[[ Records for processing open ]]

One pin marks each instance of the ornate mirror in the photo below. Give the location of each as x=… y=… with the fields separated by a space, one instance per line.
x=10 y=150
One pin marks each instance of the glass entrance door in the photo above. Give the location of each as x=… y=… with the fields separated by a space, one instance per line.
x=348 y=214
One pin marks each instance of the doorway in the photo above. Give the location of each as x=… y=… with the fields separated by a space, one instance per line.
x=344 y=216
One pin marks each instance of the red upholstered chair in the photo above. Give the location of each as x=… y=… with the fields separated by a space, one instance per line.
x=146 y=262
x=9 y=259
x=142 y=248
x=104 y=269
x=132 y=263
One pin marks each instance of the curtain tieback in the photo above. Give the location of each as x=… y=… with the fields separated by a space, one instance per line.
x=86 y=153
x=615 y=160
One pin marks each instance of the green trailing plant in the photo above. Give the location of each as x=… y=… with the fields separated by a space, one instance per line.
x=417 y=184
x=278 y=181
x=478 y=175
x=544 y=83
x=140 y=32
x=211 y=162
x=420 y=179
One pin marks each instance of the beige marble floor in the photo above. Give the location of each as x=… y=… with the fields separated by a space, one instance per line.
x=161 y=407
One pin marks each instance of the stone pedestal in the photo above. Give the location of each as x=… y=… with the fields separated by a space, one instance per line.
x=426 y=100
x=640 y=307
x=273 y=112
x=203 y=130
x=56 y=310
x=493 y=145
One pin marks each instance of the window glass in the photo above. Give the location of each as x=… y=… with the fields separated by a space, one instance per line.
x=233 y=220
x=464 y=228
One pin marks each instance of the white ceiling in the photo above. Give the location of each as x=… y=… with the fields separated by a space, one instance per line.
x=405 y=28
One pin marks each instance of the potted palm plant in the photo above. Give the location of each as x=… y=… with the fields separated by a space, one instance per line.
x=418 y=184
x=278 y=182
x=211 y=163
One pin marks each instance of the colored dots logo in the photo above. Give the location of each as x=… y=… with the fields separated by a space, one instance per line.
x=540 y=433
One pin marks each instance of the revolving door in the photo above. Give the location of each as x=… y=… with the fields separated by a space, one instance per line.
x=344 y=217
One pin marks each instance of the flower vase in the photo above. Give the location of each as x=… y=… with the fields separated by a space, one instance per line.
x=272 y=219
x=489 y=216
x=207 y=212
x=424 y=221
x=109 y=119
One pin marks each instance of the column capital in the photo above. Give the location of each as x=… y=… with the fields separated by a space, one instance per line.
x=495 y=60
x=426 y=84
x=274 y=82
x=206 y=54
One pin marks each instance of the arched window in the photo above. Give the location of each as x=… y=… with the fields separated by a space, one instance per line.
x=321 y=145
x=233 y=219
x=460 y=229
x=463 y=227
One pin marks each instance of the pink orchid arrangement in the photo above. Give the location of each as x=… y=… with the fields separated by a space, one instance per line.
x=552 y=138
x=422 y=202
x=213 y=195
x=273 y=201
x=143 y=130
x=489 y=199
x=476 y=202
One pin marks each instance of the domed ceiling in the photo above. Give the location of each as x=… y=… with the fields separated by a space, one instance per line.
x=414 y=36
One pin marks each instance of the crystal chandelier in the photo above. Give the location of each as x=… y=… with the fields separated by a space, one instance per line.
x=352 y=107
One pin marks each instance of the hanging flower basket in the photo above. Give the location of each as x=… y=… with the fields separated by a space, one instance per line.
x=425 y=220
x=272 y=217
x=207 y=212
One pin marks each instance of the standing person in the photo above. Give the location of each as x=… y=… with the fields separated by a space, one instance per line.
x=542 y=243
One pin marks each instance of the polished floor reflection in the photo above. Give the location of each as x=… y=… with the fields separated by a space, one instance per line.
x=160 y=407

[[ Records for processing closed ]]

Give back every line of the data exactly.

Expected output -
One pin marks each instance of the ornate mirror in the photo below. Give the location of each as x=… y=… with the fields separated by a space, one instance per line.
x=10 y=150
One pin marks each instance of the glass entrance door in the photo above. Give the location of each as x=… y=… with the fields separated by a space, one instance per line.
x=348 y=214
One pin marks each instance of the doorway in the photo above. Give the location of each as x=… y=… with the fields separated by a space, one instance per line.
x=344 y=216
One pin marks each instance of the red upholstered chair in the photo above. Give the location of each as x=… y=… with the fields separated by a space, one instance per line.
x=146 y=262
x=9 y=259
x=142 y=248
x=104 y=269
x=132 y=263
One pin marks each instance of the curtain tieback in the photo above. Give the location of each as x=… y=… with the fields separated by a space, one instance per line.
x=86 y=153
x=615 y=160
One pin marks each instance of the green trailing plant in the photo above. Give the location of each as x=… y=… with the fields separated by a space, one instance per line.
x=417 y=184
x=278 y=181
x=478 y=175
x=544 y=83
x=140 y=32
x=211 y=162
x=420 y=179
One pin marks each instance of the beige marble floor in the photo above. Give the location of each as x=… y=… with the fields separated by a space, one instance per line.
x=161 y=407
One pin marks each instance of the stone pedestal in the photo above. Give the location of each as x=… y=… with the fields separated by a space, one instance per line.
x=426 y=100
x=640 y=307
x=273 y=112
x=203 y=130
x=56 y=310
x=493 y=145
One pin marks each instance of the window glass in the photo above. Give the location of each as x=… y=… with the fields separated by a space, one instance per line.
x=233 y=220
x=464 y=228
One pin marks each instance of the white ceiling in the photo above. Give the location of each as x=… y=… with the fields separated by a space, one instance per line.
x=405 y=28
One pin marks each instance of the potted palm plant in the photo above. Give the location of each as x=… y=… with the fields separated by a space, one instance per line.
x=418 y=184
x=278 y=182
x=211 y=163
One pin marks each instance of the colored dots logo in the photo above. Give the location of each as x=… y=… with the fields separated by a space, one instance per line.
x=540 y=433
One pin marks each instance of the revolving door in the photo above. Give the location of each as x=… y=… with the fields separated by a space, one instance per line.
x=344 y=217
One pin marks each instance of the flower vase in the photo above. Give the location of each as x=… y=… with the fields separated by a space, one instance per line.
x=272 y=219
x=489 y=216
x=207 y=212
x=424 y=221
x=109 y=119
One pin marks each instance of the column capital in the photo above. Give the location of each as x=… y=… with the fields separated by a space, one instance per line.
x=495 y=60
x=426 y=84
x=274 y=82
x=206 y=54
One pin marks each instance of the arched window in the photo above. Give the location of each as x=… y=… with the fields separated by a space, one instance per line.
x=321 y=145
x=233 y=219
x=460 y=229
x=463 y=227
One pin marks each instance of the pink orchid arrangement in the photo above. Give the location of each as x=… y=… with the fields separated by a space, one instance per line.
x=552 y=138
x=422 y=202
x=213 y=195
x=273 y=201
x=143 y=130
x=489 y=199
x=476 y=202
One pin marks each instance of the domed ceiling in the photo above. Give the location of each as x=… y=… with the fields separated by a space, one instance per line.
x=414 y=36
One pin marks each instance of the crystal chandelier in the photo above. Give the location of each as x=… y=… with the fields separated by a space, one instance per line.
x=352 y=107
One pin marks each instance of the hanging flower basket in the photo above. Give the location of each as x=… y=… with the fields separated by a space, one instance per line.
x=425 y=220
x=272 y=217
x=207 y=212
One pin marks each instance of the standing person in the photo above. Give the location of each as x=… y=… with the fields separated by a space, one instance per line.
x=542 y=243
One pin marks each instance of the polished floor reflection in the photo above. Give the location of each as x=… y=… with the fields separated by a space, one instance per line.
x=160 y=407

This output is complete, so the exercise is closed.